Begin ARTICLE

Feature request: PartitionedStream

Open Arlodotexe opened this issue 4 years ago • 0 comments

Motivation

Streams are an easy way to store/read a chunk of data from an arbitrary source. However, the only convenient option for storing several chunks of (closely related) data are:

Use multiple streams pointing to multiple resources (files, etc)
Manually load the entire resource into memory, separate the data into multiple streams, then pass it along.

Both of these options have obvious issues. Writing to multiple files can quickly make a mess of a file system, when you could have had a single file instead. But, using a single file means loading the entire thing into memory and manually splitting into several Streams, which is really bad for performance.

For the purpose of seamlessly reading and writing multiple chunks of data to a single dataset, I propose the ParitionedStream.

Proposal

Overview

A ParitionedStream allows for partitioning a given stream of data into multiple Streams, which can be passed around to standard APIs and operated on without loading the entire dataset into memory.

The API surface for this is open to discussion, but the base requirements are:

A PartitionedStream that takes a Stream in the constructor where partitions can be read/written.

End ARTICLE
Begin GIVEN INFORMATION

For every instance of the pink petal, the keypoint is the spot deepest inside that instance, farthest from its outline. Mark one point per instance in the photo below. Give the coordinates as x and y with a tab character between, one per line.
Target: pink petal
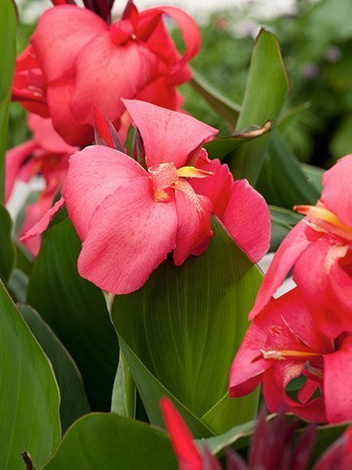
168	136
62	32
248	365
14	159
121	70
46	136
65	123
311	274
187	453
44	222
340	280
94	174
247	219
193	215
275	381
338	383
218	188
129	236
336	194
289	251
34	214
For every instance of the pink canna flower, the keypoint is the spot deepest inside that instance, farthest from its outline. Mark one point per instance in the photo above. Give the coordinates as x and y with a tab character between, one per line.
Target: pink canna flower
76	61
319	249
130	217
46	154
284	343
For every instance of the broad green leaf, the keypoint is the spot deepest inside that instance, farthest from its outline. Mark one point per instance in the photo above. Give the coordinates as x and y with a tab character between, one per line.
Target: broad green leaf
29	395
221	104
237	437
222	146
74	402
266	89
180	332
76	311
282	222
7	249
282	181
8	25
314	176
109	442
124	397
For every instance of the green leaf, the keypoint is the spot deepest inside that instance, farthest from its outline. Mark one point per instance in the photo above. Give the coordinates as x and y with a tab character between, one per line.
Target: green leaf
314	176
222	146
282	222
8	25
7	249
76	311
266	89
74	402
180	332
220	103
29	396
237	437
282	181
110	442
123	400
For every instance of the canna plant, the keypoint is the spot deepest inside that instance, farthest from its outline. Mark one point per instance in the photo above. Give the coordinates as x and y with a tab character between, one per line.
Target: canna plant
129	282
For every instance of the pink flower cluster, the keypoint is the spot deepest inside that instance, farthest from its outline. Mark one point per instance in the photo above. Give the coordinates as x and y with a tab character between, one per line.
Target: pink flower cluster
307	333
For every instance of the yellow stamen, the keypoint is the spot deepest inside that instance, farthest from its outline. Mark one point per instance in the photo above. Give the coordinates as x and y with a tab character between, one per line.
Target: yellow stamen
287	353
192	172
321	213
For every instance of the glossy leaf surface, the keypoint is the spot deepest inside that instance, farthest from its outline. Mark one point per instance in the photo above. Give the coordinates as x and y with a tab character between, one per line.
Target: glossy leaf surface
29	395
76	311
180	332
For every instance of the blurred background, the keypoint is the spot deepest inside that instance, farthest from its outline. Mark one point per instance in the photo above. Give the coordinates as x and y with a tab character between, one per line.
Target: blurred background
316	42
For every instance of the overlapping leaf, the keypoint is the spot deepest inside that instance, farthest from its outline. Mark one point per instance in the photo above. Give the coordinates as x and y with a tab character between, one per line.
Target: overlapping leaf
180	332
75	309
29	396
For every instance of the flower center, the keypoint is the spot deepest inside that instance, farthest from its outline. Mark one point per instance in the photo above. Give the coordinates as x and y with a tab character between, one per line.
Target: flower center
166	177
323	220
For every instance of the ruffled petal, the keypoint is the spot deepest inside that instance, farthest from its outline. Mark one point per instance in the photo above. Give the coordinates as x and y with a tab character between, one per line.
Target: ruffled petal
300	237
168	136
247	219
338	383
46	136
336	194
193	215
275	382
94	174
118	72
62	32
44	222
15	157
187	453
311	274
218	188
129	236
66	124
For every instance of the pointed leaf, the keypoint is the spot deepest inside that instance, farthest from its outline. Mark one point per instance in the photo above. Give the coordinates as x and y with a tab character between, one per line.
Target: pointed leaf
74	403
221	104
8	26
282	181
266	89
7	249
76	311
185	326
29	396
109	442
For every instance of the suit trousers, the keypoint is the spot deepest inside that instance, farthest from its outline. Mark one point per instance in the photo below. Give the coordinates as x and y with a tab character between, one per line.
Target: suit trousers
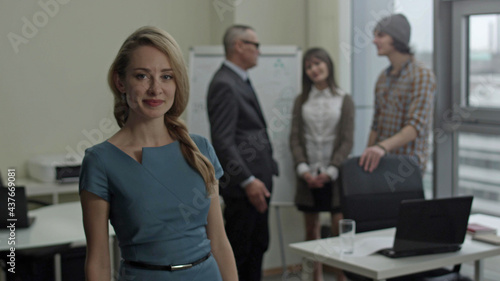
248	233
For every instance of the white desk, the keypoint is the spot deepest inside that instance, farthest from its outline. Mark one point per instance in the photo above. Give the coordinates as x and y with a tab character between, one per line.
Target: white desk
54	225
379	267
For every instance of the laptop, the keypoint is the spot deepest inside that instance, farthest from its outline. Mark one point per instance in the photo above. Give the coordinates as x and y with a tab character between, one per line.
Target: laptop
430	226
19	210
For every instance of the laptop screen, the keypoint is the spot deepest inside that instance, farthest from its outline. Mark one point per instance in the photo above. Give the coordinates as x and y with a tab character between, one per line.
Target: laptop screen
428	224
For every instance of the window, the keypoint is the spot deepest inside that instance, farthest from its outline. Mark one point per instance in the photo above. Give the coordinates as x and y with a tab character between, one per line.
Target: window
476	60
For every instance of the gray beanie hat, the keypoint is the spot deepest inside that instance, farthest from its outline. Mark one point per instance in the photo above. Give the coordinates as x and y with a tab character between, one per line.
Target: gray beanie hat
397	26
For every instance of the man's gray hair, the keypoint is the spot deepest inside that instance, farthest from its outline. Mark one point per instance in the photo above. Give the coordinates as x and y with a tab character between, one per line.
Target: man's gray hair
232	34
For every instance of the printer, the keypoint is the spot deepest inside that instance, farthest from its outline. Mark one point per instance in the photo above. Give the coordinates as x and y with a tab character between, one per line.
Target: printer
55	168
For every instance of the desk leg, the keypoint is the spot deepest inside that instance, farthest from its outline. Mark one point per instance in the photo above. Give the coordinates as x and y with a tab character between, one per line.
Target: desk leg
478	270
57	267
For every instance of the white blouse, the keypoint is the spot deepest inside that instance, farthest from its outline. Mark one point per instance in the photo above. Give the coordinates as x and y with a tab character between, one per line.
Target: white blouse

End GIVEN INFORMATION

WHAT THIS EXERCISE ASKS –
A) Can you shorten the paragraph in the PartitionedStream feature request that begins "Both of these options have obvious issues" while keeping its main facts?
B) What would follow next in the PartitionedStream feature request? Write a continuation that picks up right after its final sentence.

SOLVED TASKS –
A) Both options have clear drawbacks. Writing to multiple files can clutter a file system when a single file would do. Using a single file, however, means loading all of it into memory and manually splitting it into several Streams, which badly hurts performance.

B)
A StreamPartition : Stream that is thread-safe and can be used as a normal Stream, but only interacts with a single partition.
Method on PartitionedStream that finds and returns all existing StreamPartitions.
Method on PartitionedStream that adds a partition and returns a new StreamPartition
Method to delete a partition
- Either directly on StreamPartition, or
- On the PartitionedStream. taking a StreamPartition as a parameter.

Technical challenges

Fast partition discovery

To discover partitions efficiently, it's vital that we have a partition map which can be read sequentially to avoid making multiple (potentially expensive) read operations just to discover partitions.

When deciding how to discover partitions, the obvious answer is to place a "map" at the start of the stream that we can read sequentially. However, since this map contains data about the partitions, when a new partition is added or an existing one is drastically changed, it will offset every single byte in all partitions.

This is expensive and something we want to avoid as much as possible, so I suggest placing the partition map at the end of the stream instead.

The length of the map is the very last byte, allowing the initial read of the map to be done in as few requests as possible.
The map can move as data is added or removed, but it's a much smaller amount of data to shift in memory.

Fast reads, fast writes

Stream allows for synchronous byte-per-byte reads/writes, which many APIs use. This introduces an interesting technical challenge.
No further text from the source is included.